= Beginning of Section =
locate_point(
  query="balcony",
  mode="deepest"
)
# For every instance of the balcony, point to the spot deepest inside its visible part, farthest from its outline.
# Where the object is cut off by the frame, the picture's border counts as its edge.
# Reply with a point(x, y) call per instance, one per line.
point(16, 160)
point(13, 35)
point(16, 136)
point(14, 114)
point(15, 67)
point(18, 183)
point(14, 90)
= End of Section =
Work order —
Give back exactly the lines of the listing, starting with the first and ending with the one bearing "# Where the". Add no other lines.

Response to this exercise —
locate_point(
  query="balcony",
  mode="deepest"
)
# For every instance of the balcony, point to the spot deepest inside its visible part, farthest from its outline.
# Where the object is cut off by the frame, the picture's border counts as its edge.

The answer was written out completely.